*WHAT YOU WILL DO*:
Copy out every line of the listing below without any changes.

--- PROVIDED INFORMATION ---

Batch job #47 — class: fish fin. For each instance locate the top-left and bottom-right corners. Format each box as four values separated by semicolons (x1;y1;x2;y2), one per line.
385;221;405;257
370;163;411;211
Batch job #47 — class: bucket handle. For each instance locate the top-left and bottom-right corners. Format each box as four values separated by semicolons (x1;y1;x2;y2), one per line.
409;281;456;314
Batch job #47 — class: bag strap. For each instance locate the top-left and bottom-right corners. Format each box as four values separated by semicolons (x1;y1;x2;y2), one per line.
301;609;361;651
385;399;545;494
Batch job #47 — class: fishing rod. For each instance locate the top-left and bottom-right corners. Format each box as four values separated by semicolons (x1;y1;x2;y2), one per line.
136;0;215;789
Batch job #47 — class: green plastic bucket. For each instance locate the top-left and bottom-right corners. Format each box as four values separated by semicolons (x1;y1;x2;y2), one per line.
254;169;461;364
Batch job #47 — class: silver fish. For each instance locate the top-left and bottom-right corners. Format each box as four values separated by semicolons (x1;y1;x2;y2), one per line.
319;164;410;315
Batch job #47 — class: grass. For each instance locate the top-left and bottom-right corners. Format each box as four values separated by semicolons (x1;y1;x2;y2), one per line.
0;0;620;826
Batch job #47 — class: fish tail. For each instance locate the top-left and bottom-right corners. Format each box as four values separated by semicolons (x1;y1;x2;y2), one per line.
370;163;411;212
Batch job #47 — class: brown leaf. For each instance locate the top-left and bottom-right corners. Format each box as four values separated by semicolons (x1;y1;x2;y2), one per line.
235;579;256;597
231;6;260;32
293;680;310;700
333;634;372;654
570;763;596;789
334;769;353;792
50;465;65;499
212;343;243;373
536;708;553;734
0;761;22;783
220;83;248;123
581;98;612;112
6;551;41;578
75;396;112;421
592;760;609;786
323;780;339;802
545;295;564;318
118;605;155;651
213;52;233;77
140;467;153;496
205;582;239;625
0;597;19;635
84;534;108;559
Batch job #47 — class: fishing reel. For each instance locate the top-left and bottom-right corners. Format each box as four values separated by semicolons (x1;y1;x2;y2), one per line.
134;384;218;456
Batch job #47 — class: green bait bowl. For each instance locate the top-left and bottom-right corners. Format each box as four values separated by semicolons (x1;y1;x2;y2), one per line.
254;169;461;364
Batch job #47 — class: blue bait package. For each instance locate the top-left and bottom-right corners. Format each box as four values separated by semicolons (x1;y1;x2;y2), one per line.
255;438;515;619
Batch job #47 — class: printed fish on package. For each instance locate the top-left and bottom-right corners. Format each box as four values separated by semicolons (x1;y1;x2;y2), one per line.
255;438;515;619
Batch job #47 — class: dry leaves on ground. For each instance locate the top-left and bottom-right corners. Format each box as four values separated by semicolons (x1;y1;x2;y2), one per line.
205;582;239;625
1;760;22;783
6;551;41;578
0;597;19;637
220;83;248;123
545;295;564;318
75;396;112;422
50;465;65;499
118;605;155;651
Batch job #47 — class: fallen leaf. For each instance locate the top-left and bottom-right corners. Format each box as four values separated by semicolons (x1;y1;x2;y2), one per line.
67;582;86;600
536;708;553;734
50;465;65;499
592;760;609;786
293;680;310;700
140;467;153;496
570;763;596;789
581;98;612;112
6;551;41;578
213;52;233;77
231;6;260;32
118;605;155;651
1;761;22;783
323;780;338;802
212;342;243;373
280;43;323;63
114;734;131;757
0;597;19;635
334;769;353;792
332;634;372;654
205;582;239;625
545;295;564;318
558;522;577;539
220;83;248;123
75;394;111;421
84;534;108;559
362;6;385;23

---

*RESPONSE TO THIS EXERCISE*:
Batch job #47 — class: fish fin. For each instance locate the top-left and bottom-right corners. Format each box as four values separated by semicolons (x1;y1;x2;y2), one per line.
385;221;405;257
370;163;411;211
Batch job #47 — class: bucket handle. For each instance locate the top-left and bottom-right corners. Format each box as four values separated by semicolons (x1;y1;x2;y2), one per line.
409;281;456;314
Batch job #47 — class: bag strap. For each instance locate the top-left and bottom-right corners. Format each box as four values separated by semicolons (x1;y1;x2;y2), one per line.
301;609;361;651
385;399;545;494
Batch job #47 — class: fishing rod. For each instance locate the top-left and bottom-right corners. Format each box as four values separated by semicolons (x1;y1;x2;y2), one per line.
136;0;215;789
Batch job #47 — class: green plastic bucket. For each instance locate the top-left and bottom-right corners. Format each box as four values separated by semicolons (x1;y1;x2;y2), one per line.
254;169;461;364
Batch job #47 — class: silver fish. For each instance locate the top-left and bottom-right corners. Format each box as four values separated by semicolons (x1;y1;x2;y2), one per line.
319;164;410;315
Batch job #47 — class: grass. For each instance locate the top-left and bottom-right corners. Format each box as four values separated by semicolons (x1;y1;x2;y2), one per line.
0;0;620;826
Batch job #47 — class: fish tail. For each instance locate the top-left and bottom-right corners. Format each box as four values separated by semicolons (x1;y1;x2;y2), one per line.
370;163;411;212
Batch job #47 — class: brown leaf. For each instance locate the top-left and bottom-right corners. Format each box as four values separated by semicolons (x1;y1;x2;y2), one per line.
235;579;256;597
231;6;260;32
293;680;310;700
333;634;372;654
570;763;596;789
334;769;353;792
50;465;65;499
212;343;243;373
536;708;553;734
0;761;22;783
220;83;248;123
581;98;612;112
6;551;41;578
75;396;112;421
592;760;609;786
323;780;339;802
545;295;564;318
118;605;155;651
213;52;233;77
140;467;153;496
205;582;239;625
0;597;19;635
84;534;108;559
Batch job #47 — class: fishing reel. For each instance locate the top-left and bottom-right corners. Format each box as four values separated by semicolons (x1;y1;x2;y2), one per line.
134;384;218;456
Batch job #47 — class: green bait bowl. For each instance locate the top-left and bottom-right corners. Format each box as four values separated by semicolons (x1;y1;x2;y2), one per line.
254;169;461;364
Batch job #47 — class: blue bait package. For each instance locate the top-left and bottom-right corners. Format each box as four values separated by semicolons (x1;y1;x2;y2), one per line.
255;438;515;619
Batch job #47 — class: printed fish on package. For each instance locate the top-left and bottom-right corners. Format each box as four values separated by semicolons (x1;y1;x2;y2), one per line.
255;438;515;619
Batch job #47 — class: dry leaves on ground. For each instance locate the top-left and bottom-right corners. Format each box as four values separated by semicolons (x1;y1;x2;y2), one per line.
205;582;239;625
1;760;22;783
6;551;41;578
0;597;19;637
220;83;248;123
545;295;564;318
75;396;112;422
50;465;65;499
118;605;155;651
Batch job #47 — class: fallen leaf. For each instance locate the top-left and bottom-right corners. Format each box as four values separated by semicolons (x1;y1;x2;y2), one per line.
67;582;86;600
536;708;553;734
50;465;65;499
592;760;609;786
293;680;310;700
140;467;153;496
570;763;596;789
581;98;612;112
6;551;41;578
213;52;233;77
231;6;260;32
118;605;155;651
1;761;22;783
323;780;338;802
212;342;243;373
280;43;323;63
114;734;131;757
0;597;19;635
334;769;353;792
332;634;372;654
205;582;239;625
545;295;564;318
558;522;577;539
220;83;248;123
75;394;111;421
84;534;108;559
362;6;385;23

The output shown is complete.